> _REQUIRED ACTION_:
Gather every line below that contains the string "tight", and copy each one in full. Case counts, so only matches with the same capitalization qualify.

Stored items:
◇ ◇ ◇
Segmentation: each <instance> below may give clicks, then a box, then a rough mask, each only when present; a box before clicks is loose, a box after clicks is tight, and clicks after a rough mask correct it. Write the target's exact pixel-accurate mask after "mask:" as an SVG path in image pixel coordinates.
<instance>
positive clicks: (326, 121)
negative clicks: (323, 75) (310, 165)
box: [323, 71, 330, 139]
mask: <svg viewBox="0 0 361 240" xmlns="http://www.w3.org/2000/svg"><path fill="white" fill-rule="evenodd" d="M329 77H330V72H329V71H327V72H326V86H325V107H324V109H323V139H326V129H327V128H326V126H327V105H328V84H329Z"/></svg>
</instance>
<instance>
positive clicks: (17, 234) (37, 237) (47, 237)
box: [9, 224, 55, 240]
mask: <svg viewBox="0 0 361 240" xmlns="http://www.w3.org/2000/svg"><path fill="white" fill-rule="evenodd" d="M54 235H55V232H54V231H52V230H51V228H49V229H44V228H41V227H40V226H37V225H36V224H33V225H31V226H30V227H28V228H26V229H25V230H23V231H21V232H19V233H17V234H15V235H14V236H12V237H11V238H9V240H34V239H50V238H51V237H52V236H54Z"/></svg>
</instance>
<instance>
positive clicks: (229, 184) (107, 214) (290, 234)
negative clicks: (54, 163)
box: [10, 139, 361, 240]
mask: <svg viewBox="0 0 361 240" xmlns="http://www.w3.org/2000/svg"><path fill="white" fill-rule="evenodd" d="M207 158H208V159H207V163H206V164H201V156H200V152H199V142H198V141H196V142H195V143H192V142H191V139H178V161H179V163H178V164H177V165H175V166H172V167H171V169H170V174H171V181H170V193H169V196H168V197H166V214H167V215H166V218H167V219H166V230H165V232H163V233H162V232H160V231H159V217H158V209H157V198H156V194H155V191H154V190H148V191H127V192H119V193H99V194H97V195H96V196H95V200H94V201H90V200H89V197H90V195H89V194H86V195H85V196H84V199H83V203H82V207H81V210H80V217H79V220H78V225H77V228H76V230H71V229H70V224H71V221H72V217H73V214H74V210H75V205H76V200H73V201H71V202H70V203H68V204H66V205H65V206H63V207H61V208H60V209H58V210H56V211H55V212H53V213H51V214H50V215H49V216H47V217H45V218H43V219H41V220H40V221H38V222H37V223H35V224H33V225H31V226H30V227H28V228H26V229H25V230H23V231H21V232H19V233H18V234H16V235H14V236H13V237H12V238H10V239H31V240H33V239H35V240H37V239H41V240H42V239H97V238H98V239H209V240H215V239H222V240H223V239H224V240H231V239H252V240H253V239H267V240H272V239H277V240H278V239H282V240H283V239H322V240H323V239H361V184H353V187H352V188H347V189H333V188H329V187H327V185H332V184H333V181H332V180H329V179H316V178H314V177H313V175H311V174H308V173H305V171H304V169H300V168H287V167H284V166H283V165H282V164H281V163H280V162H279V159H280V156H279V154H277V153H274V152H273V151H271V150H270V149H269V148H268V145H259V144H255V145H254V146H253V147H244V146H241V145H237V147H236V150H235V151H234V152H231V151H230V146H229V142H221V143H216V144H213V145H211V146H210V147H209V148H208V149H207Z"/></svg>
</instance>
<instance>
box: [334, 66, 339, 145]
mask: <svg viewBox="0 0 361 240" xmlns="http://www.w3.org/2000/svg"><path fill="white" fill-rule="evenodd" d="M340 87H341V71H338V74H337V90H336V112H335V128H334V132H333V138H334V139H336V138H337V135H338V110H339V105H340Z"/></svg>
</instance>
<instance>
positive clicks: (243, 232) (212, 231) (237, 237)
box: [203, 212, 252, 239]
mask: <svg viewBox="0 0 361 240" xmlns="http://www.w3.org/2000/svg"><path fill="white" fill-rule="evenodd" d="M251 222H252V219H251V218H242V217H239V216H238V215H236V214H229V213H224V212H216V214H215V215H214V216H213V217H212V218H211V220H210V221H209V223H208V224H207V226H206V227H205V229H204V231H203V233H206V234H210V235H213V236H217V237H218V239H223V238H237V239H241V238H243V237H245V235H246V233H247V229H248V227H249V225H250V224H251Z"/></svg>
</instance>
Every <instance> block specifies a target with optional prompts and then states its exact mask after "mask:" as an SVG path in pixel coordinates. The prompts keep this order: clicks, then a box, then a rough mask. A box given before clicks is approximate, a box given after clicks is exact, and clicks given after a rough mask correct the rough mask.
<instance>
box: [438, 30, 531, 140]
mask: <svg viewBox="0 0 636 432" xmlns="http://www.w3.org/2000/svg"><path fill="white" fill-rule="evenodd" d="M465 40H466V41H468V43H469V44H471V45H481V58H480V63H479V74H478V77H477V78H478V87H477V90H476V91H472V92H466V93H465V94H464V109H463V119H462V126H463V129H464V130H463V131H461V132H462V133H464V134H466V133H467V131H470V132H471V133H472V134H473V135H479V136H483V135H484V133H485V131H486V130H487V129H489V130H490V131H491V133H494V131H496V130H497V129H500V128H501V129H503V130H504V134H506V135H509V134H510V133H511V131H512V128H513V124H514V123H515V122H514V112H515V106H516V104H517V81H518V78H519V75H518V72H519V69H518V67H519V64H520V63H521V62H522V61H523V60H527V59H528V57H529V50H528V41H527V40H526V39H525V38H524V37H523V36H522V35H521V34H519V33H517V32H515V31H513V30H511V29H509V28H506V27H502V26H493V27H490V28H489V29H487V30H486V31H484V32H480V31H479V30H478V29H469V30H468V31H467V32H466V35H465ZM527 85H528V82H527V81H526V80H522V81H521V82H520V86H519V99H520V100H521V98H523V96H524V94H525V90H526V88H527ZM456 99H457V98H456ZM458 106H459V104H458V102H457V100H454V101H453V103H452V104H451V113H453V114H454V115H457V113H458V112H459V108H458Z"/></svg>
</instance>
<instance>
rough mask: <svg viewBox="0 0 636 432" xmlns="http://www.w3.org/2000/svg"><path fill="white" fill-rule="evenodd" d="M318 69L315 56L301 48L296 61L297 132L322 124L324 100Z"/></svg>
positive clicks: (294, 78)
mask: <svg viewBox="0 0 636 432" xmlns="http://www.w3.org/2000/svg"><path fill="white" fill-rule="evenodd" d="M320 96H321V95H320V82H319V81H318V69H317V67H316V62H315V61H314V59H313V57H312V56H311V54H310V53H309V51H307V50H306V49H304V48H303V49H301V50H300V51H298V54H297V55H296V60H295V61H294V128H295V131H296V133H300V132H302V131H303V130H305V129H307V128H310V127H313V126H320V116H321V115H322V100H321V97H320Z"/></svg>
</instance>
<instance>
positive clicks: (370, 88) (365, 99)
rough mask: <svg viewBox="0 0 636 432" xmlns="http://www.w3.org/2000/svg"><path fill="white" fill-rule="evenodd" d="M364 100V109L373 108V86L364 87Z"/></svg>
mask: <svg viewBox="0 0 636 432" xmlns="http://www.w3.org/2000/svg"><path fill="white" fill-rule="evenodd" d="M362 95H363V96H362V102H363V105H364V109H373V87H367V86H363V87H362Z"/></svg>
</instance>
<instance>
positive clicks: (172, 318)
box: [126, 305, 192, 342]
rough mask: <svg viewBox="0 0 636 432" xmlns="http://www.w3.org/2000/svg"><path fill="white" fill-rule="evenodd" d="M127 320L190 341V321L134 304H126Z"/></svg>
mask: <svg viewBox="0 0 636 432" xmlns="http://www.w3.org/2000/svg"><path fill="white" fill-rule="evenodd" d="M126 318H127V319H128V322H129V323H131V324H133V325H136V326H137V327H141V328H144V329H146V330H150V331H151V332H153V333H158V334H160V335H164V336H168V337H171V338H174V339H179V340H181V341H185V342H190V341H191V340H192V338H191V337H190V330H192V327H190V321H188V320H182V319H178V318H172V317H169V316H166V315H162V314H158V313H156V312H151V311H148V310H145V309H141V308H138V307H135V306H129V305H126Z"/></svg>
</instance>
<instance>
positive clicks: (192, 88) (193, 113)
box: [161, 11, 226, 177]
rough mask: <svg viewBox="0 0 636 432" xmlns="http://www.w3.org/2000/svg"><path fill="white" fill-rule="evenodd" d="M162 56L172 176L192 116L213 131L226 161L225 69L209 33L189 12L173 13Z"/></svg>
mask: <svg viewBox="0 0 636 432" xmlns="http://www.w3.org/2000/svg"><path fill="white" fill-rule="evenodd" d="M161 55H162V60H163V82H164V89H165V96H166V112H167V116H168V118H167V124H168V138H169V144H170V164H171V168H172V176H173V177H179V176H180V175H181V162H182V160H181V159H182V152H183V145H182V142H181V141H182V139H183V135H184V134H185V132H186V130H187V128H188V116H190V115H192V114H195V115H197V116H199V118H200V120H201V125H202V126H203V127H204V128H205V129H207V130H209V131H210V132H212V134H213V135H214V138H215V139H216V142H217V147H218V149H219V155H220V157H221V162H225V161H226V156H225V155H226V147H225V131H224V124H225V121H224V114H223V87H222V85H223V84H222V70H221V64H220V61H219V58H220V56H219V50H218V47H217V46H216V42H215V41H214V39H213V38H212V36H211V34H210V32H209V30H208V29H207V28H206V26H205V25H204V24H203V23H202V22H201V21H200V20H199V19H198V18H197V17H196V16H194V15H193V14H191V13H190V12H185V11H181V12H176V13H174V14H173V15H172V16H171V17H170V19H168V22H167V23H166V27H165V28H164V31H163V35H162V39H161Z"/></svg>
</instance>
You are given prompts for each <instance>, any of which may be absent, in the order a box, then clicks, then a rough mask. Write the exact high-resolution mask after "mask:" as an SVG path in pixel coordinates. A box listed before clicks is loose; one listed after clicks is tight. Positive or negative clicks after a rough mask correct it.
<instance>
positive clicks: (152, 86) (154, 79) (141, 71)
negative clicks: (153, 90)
◇ ◇ ◇
> _OUTPUT OF THE EXERCISE_:
Segmentation: each <instance> below may give clicks, then a box, then a rough mask, each only when present; a box before clicks is loose, a box after clicks is tight, and clicks after a rough mask correct it. Write the target's exact pixel-accurate mask after "mask:" as an SVG path in image pixel coordinates.
You are given prompts for each <instance>, any of which may be absent, in the order a box, then clicks, then a rough mask. Write the exact high-resolution mask after "mask:" as an SVG path in pixel coordinates. A box listed before clicks is loose; one listed after clicks is tight. Positive or negative clicks after a rough mask correct it.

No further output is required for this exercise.